Anforderung: Schreibe aus den Daten unten den Abschnitt ab, der mit der Zeile beginnt, die „If you could mark the tree“ enthält, und mit der Zeile endet, die „<point>1258,597</point>“ enthält. Beide Zeilen gehören dazu, und alle Zeilen sollen unverändert und ohne weitere Zeilen wiedergegeben werden.

Auszüge aus Daten:

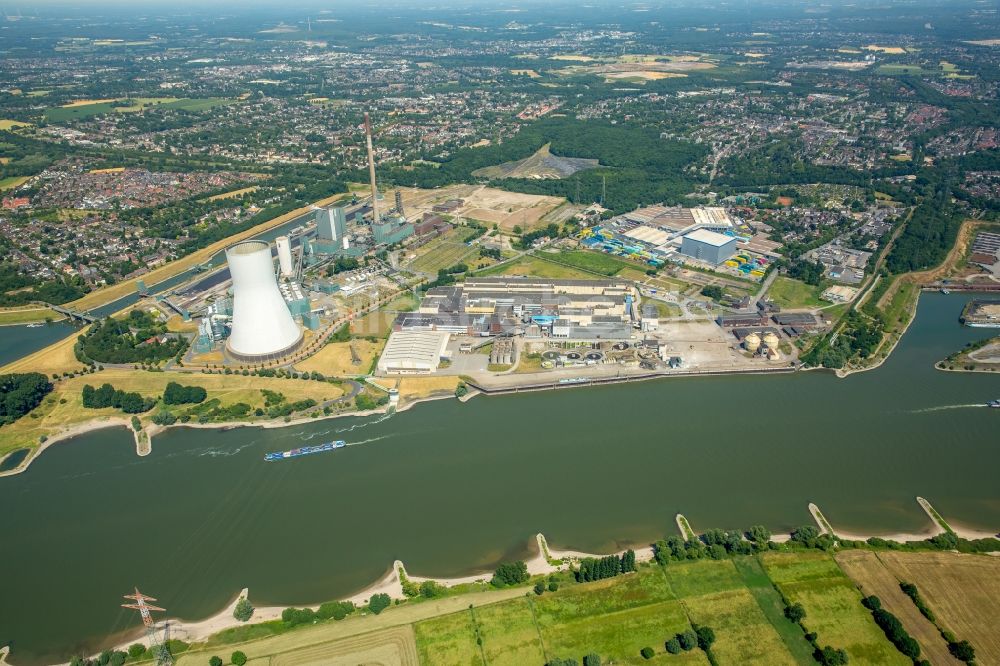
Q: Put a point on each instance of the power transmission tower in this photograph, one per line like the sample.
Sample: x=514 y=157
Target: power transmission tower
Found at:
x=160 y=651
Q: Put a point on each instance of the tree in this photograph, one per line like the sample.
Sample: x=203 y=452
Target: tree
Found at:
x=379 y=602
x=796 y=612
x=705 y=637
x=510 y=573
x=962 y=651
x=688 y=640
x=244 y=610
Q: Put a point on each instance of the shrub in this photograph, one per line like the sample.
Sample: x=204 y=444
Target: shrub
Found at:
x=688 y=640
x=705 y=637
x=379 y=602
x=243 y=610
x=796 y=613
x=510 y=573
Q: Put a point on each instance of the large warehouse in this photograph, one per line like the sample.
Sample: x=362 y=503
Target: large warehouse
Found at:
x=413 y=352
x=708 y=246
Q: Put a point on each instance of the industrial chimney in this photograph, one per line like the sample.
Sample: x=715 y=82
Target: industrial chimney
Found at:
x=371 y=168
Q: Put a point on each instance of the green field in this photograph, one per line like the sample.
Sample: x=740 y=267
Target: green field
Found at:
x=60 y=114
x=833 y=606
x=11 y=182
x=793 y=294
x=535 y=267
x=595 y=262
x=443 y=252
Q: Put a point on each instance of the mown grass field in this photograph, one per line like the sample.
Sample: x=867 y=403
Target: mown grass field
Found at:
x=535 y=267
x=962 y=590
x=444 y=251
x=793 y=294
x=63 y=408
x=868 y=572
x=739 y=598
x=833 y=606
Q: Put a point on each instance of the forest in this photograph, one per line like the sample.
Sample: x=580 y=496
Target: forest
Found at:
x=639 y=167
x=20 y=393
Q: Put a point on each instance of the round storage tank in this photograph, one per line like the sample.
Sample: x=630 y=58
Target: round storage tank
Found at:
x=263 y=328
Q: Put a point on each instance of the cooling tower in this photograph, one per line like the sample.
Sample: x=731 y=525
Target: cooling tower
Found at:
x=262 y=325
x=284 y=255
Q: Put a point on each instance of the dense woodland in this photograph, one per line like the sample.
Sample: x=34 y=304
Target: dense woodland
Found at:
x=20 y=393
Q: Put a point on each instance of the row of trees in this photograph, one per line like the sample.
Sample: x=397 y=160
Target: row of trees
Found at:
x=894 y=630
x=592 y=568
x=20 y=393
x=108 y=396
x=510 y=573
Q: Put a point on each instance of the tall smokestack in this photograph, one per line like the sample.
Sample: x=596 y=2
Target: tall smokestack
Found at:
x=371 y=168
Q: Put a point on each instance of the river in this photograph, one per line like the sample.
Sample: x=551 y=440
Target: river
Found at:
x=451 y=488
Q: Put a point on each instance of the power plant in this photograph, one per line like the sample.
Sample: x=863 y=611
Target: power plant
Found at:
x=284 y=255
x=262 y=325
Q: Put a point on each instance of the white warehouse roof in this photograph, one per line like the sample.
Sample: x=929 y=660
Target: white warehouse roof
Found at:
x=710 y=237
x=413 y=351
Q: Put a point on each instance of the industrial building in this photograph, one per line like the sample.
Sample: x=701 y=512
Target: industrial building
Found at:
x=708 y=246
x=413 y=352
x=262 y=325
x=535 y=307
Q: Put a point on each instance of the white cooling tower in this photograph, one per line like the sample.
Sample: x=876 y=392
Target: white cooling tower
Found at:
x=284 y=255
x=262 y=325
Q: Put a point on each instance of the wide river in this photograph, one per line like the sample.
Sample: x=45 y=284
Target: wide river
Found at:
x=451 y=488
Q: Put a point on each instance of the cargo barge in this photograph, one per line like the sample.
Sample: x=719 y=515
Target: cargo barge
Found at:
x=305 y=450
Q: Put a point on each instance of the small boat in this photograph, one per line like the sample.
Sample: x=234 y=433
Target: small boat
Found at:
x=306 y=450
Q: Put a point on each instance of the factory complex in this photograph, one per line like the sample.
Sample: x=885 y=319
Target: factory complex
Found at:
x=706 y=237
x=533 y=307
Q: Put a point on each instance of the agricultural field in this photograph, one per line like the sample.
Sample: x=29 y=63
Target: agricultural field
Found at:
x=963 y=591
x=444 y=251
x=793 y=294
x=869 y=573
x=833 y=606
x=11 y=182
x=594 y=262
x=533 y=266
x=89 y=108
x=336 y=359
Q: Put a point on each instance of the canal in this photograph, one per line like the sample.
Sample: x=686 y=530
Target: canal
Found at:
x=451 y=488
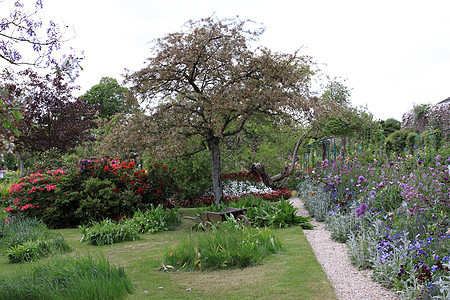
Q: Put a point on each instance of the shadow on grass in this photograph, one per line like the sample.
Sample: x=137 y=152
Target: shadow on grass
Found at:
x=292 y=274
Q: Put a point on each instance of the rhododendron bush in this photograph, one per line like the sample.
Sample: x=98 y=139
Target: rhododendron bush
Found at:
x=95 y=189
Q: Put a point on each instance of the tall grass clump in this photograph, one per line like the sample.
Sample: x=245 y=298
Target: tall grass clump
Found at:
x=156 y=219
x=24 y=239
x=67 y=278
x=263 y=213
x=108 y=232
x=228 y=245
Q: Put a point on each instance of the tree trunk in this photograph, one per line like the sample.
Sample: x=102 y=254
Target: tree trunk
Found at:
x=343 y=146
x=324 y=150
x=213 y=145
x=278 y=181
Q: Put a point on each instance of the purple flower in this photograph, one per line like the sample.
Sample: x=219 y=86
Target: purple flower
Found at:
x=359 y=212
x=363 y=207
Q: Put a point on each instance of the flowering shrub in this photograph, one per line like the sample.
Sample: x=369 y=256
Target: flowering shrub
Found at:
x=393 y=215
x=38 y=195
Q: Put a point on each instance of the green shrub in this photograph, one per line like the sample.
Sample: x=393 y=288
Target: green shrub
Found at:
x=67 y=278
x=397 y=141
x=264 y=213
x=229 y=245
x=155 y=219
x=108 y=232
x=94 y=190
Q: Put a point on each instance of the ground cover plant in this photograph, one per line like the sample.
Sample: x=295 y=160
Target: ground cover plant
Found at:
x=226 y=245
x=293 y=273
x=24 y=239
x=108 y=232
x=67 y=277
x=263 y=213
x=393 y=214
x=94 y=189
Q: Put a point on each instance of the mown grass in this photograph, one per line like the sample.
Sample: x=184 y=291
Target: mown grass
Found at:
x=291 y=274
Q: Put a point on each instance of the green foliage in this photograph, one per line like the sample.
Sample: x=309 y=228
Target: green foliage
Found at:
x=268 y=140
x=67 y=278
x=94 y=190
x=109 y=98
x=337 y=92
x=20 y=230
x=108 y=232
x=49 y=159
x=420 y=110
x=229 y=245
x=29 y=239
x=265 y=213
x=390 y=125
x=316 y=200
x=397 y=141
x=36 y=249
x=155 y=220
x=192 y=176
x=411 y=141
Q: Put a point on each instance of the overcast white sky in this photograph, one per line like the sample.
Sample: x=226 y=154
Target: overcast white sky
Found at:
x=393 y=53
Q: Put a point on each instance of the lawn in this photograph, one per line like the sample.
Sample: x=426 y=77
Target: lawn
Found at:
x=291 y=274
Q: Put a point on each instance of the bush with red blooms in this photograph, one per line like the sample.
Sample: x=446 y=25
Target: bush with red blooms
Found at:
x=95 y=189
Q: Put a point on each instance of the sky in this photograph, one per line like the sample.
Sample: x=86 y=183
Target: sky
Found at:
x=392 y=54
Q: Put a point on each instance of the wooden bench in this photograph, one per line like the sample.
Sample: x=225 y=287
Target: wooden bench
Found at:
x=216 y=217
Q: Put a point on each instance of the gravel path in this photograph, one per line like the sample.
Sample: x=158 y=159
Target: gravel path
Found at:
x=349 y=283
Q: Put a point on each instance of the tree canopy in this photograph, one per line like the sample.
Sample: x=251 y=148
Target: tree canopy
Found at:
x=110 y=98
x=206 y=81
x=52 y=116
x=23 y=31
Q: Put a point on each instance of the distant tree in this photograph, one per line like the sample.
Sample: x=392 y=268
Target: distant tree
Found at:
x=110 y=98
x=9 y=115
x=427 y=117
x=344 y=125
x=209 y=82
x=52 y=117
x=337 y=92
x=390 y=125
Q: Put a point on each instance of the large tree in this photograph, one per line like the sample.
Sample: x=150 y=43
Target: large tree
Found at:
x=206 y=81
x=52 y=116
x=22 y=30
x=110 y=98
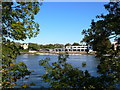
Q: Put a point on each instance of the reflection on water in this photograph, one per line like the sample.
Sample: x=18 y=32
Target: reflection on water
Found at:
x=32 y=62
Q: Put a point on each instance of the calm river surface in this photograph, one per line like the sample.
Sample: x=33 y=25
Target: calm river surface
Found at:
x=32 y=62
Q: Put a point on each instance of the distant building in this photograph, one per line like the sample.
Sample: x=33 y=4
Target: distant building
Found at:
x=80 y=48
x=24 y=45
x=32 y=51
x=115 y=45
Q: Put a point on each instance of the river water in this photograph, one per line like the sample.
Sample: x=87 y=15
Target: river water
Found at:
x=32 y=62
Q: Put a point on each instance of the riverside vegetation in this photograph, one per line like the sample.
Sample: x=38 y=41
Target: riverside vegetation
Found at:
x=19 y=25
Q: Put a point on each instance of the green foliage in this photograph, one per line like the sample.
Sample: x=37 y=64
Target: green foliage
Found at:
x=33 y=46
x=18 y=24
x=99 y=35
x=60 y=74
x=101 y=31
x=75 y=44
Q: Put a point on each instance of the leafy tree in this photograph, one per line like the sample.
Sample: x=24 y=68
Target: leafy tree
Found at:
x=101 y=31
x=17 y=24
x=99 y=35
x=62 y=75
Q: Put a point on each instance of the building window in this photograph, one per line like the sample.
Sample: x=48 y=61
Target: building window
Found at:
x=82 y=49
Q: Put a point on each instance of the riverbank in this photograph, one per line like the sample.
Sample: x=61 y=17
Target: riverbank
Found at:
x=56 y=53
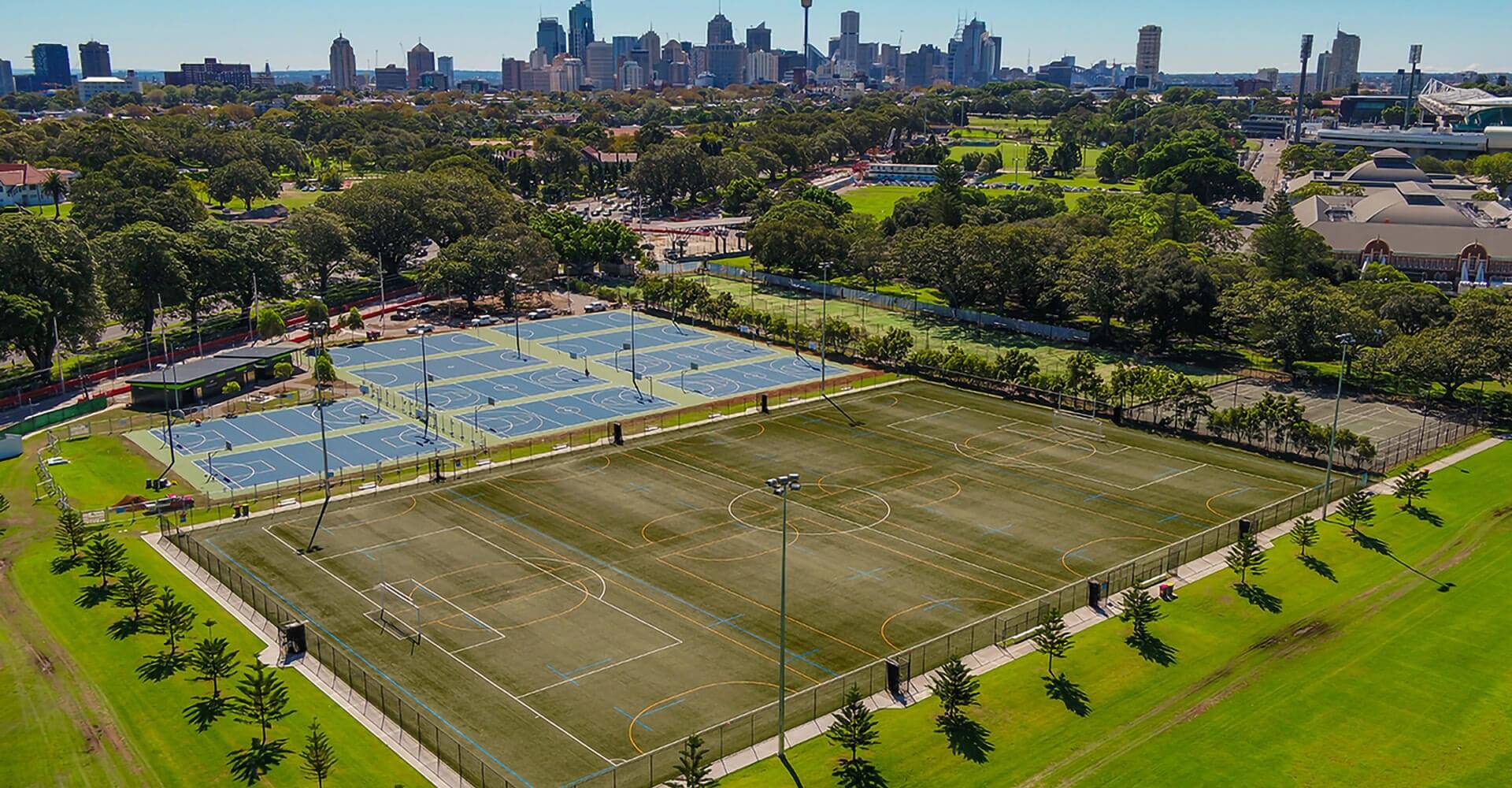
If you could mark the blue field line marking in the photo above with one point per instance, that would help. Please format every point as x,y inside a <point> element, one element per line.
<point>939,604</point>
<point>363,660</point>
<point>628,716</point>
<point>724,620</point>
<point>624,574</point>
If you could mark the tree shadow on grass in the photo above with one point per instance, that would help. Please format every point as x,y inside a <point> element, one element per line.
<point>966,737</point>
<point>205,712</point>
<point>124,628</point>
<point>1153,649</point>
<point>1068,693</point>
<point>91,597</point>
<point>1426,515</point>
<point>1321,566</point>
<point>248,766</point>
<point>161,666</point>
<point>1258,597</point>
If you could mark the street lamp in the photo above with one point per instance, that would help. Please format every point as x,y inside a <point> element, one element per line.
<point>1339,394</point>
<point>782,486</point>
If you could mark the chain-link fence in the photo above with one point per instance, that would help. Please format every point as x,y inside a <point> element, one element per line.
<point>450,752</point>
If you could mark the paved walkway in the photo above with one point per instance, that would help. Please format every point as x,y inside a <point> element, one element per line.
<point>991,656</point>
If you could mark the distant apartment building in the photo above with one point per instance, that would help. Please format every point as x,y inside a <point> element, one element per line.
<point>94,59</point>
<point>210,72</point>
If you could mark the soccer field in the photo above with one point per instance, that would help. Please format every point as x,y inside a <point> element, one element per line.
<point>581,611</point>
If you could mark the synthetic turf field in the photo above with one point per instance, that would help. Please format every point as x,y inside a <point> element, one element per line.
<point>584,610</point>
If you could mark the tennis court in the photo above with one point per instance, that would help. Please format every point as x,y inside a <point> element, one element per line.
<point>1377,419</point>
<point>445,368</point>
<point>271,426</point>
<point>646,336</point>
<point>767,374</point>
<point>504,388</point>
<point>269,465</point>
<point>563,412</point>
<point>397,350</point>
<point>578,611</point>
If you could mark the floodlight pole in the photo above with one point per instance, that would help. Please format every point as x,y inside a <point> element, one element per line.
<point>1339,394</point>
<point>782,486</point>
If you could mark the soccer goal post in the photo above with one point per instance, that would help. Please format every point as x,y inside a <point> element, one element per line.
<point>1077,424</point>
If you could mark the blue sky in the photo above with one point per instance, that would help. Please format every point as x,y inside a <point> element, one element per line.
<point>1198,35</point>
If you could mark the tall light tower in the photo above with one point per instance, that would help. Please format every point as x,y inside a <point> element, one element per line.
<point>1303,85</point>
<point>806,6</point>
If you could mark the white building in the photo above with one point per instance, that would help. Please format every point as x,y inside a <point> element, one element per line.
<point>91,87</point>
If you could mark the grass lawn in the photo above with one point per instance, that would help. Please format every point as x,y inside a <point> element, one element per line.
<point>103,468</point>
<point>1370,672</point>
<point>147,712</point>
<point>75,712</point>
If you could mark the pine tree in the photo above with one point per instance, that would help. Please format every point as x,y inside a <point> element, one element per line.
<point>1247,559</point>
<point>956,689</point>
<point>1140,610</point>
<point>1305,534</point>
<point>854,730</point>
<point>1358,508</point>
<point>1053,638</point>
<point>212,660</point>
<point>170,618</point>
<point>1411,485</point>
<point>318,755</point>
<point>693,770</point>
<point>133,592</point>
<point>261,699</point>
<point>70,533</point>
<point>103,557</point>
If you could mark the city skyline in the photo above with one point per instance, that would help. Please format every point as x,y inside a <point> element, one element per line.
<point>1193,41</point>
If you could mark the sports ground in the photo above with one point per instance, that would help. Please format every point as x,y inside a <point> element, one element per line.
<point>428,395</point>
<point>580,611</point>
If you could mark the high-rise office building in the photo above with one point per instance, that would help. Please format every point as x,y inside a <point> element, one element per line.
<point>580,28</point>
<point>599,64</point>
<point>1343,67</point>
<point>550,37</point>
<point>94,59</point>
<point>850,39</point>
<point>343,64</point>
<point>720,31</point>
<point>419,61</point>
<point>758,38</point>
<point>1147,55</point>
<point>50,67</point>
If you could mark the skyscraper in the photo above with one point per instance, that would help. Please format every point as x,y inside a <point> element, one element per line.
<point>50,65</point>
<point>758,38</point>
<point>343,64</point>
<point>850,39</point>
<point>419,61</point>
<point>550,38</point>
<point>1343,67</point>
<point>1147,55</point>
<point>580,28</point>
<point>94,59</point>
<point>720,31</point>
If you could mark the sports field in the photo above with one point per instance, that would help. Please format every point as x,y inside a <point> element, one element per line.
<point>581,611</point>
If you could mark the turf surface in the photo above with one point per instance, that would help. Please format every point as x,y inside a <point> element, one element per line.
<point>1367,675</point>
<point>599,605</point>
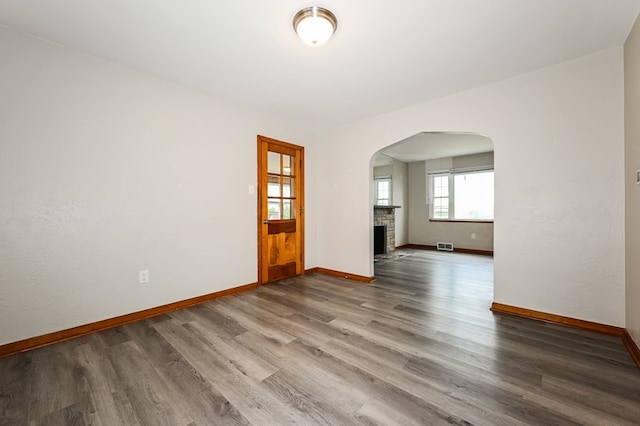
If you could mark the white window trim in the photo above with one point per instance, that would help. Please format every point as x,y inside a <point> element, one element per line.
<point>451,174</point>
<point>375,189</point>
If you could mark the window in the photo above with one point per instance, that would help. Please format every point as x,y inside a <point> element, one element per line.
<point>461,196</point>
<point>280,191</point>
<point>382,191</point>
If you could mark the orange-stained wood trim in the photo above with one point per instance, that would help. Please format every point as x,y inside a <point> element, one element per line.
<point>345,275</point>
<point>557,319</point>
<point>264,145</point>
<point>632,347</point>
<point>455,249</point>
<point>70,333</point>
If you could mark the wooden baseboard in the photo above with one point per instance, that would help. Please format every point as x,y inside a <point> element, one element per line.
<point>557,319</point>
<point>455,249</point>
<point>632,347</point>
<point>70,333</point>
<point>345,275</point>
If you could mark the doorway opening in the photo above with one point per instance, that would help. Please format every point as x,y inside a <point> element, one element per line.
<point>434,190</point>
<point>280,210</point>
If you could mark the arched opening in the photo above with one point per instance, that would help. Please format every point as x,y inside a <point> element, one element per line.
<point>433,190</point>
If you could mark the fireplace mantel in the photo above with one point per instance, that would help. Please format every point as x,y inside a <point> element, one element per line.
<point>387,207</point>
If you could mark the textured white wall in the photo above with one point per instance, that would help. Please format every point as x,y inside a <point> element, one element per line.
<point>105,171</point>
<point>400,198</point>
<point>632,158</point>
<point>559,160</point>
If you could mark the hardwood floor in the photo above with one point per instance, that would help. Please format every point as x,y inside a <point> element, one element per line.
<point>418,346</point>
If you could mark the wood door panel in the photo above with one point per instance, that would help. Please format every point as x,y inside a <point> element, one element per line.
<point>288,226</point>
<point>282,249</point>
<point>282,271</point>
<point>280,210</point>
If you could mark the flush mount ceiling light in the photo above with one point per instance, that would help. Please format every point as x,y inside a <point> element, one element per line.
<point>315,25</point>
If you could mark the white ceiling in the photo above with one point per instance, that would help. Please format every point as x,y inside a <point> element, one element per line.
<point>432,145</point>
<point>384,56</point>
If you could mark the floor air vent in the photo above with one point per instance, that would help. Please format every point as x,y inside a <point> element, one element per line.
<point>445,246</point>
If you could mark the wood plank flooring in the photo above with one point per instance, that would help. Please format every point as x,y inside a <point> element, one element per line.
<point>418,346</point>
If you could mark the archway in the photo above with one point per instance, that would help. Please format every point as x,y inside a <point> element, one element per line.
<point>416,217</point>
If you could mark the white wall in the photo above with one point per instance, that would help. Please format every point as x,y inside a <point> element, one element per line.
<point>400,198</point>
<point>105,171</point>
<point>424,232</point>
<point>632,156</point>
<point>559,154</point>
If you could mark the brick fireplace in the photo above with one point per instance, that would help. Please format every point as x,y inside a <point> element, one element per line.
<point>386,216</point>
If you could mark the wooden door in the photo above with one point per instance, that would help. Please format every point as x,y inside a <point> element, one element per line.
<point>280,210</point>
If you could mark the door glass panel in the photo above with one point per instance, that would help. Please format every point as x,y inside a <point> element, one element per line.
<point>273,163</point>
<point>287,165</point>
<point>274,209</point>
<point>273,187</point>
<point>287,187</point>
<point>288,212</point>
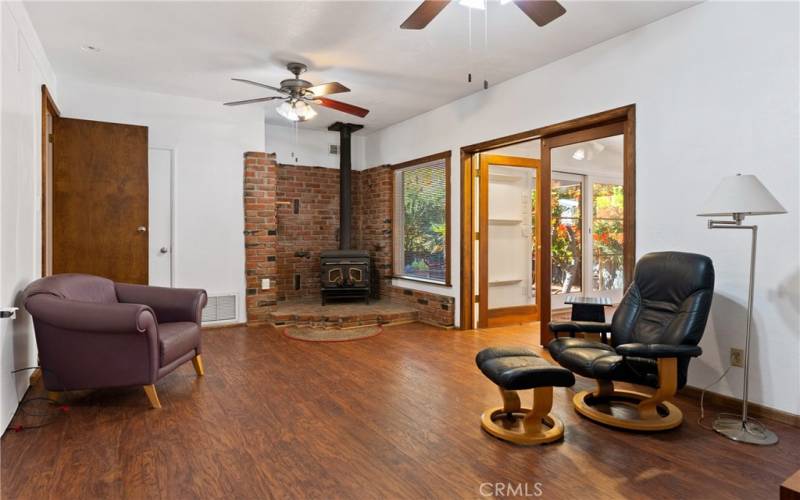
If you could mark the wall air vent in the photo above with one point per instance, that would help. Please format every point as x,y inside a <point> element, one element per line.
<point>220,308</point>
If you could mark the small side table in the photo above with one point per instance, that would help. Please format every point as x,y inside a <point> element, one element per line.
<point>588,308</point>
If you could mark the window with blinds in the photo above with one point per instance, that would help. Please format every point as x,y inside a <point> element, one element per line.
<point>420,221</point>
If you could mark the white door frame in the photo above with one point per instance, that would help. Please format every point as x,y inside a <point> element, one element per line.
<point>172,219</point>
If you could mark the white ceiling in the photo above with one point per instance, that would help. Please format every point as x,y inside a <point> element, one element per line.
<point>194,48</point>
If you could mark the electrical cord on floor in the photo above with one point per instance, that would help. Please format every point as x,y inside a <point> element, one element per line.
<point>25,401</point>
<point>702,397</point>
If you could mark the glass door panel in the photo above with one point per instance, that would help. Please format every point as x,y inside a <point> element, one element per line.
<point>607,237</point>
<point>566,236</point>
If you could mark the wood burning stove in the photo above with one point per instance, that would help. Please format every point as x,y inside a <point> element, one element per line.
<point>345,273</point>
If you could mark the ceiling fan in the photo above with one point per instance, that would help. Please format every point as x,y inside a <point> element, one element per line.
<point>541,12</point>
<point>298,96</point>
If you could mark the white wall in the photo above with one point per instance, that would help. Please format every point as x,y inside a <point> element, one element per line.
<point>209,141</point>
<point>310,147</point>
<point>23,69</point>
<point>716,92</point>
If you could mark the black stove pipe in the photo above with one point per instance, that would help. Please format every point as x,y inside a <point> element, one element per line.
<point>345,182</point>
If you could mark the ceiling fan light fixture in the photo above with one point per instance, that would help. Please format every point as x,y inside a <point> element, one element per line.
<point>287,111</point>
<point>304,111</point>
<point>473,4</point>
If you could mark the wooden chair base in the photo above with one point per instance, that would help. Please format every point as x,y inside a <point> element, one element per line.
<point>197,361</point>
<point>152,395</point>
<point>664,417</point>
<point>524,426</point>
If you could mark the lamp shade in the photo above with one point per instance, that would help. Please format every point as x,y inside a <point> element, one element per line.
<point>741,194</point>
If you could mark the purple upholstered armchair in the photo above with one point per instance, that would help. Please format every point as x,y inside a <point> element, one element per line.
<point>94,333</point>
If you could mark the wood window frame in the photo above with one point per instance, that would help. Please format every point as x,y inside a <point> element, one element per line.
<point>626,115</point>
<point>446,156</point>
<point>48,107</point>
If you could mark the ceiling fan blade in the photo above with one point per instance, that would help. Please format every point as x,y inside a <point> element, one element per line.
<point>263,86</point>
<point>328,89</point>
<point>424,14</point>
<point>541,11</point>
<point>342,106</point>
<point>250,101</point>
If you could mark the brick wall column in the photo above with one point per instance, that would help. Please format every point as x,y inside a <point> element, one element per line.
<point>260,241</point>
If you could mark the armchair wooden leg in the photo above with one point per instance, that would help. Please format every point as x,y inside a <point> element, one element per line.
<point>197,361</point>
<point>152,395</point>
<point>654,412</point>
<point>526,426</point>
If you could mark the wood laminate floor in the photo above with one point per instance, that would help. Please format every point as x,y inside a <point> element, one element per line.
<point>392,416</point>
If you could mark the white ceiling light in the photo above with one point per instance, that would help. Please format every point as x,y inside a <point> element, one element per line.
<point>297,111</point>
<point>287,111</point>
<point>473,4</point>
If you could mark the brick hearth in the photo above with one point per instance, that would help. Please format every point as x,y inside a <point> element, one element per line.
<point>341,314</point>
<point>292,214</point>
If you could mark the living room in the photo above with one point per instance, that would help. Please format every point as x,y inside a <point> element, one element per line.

Antwort zur Aufgabe:
If you could mark the tree shadow on grass in the photo above with one point per instance, that would help. Please format every point as x,y inside a <point> element, one element per line.
<point>966,737</point>
<point>205,712</point>
<point>124,628</point>
<point>1153,649</point>
<point>1068,693</point>
<point>91,597</point>
<point>1426,515</point>
<point>1321,566</point>
<point>248,766</point>
<point>161,666</point>
<point>1258,597</point>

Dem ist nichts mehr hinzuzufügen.